== EXTRAIT DU TEXTE

Le petit marchand tunisien qui a semé le printemps arabe


Mohamed Bouazizi s'est immolé le 17 décembre dans une petite ville de Tunisie, déclenchant une émotion sans précédent dans le pays. C'est le point de départ de la révolution. Voici la véritable histoire du marchand ambulant de Sidi Bouzid. Pour ses amis et sa famille, tout est parti d'une gifle qu'il aurait reçue d'une policière. Être frappé par une femme : la pire des offenses selon le code d'honneur des Hammami, les habitants de la région.

Mohamed Bouazizi devant la tombe de son cousin homonyme.
TUNISIE. Sidi Bouzid. De notre envoyé spécial.
L'homme vend des cigarettes à l'unité et de minuscules verres de thé noir en face du Gouvernorat. Il s'appelle Mourdi, c'est l'un des petits marchands des rues qui, sous Ben Ali, passaient leur temps à fuir la police dans la ville de Sidi Bouzid.
« Le jour où Mohamed Bouazizi s'est immolé, on n'avait pas arrêté de se faire chasser par les municipaux ». Il montre l'endroit où il a installé sa carriole, contre un mur, à l'ombre d'un pin d'Alep. « Je venais de me faire virer quand Mohamed est arrivé. La place était libre. »
Quand le dictateur Ben Ali était venu voir Mohamed Bouazizi à l'hôpital avant sa mort.
Il est 11 h, ce vendredi 17 décembre. Depuis tôt le matin, le jeune homme, âgé de 27 ans, joue au chat et à la souris avec les forces de l'ordre. Les vendeurs à la sauvette sont interdits sur les trottoirs. Aux récalcitrants, la police confisque le matériel. Dresse des amendes, souvent l'équivalent de plusieurs journées de travail. Mohamed Bouazizi est la bête noire des uniformes. Il s'est souvent fait attraper, a pris des PV. Le marchand de légumes est toujours revenu.
Ce matin-là, le ton monte. Sur ce qui s'est passé précisément, il existe deux versions. Celle qui a d'abord couru, abondée par des parents de Mohamed. La femme policière lui a demandé de s'en aller. Elle s'est emparée des poids de sa balance. Furieux, le jeune homme lui a dit : « Comment je vais faire pour peser ? Avec tes seins, peut-être ? ». Elle lui a alors asséné une paire de gifles. L'offense mortelle, la pire des humiliations. Se faire frapper par une femme en public.

====
== DONNÉES ENREGISTRÉES

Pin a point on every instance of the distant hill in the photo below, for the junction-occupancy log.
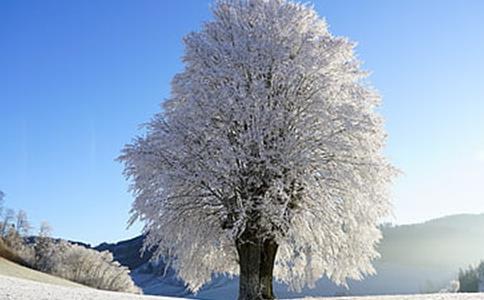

====

CONSIGNES:
1. Indiquez si chacune des affirmations suivantes concorde avec l'article sur Mohamed Bouazizi, en répondant par oui ou par non et en citant mot pour mot les termes de l'article qui tranchent. (a) Mourdi vend des cigarettes à l'unité en face du Gouvernorat. (b) Les vendeurs à la sauvette ont le droit de s'installer sur les trottoirs. (c) Il n'existe qu'une seule version de ce qui s'est passé ce matin-là.
2. Reproduisez à l'identique le passage de l'article sur Mohamed Bouazizi qui commence à « Le petit marchand » et se termine à « son cousin homonyme. ».
3. Traduisez en anglais, s'il vous plaît, cette phrase de l'article sur Mohamed Bouazizi : « Le marchand de légumes est toujours revenu. »

RÉPONSES PAR CONSIGNE:
1.
(a) Oui : « L'homme vend des cigarettes à l'unité et de minuscules verres de thé noir en face du Gouvernorat. »
(b) Non : « Les vendeurs à la sauvette sont interdits sur les trottoirs. »
(c) Non : « Sur ce qui s'est passé précisément, il existe deux versions. »

2.
Le petit marchand tunisien qui a semé le printemps arabe


Mohamed Bouazizi s'est immolé le 17 décembre dans une petite ville de Tunisie, déclenchant une émotion sans précédent dans le pays. C'est le point de départ de la révolution. Voici la véritable histoire du marchand ambulant de Sidi Bouzid. Pour ses amis et sa famille, tout est parti d'une gifle qu'il aurait reçue d'une policière. Être frappé par une femme : la pire des offenses selon le code d'honneur des Hammami, les habitants de la région.

Mohamed Bouazizi devant la tombe de son cousin homonyme.

3. The vegetable seller always came back.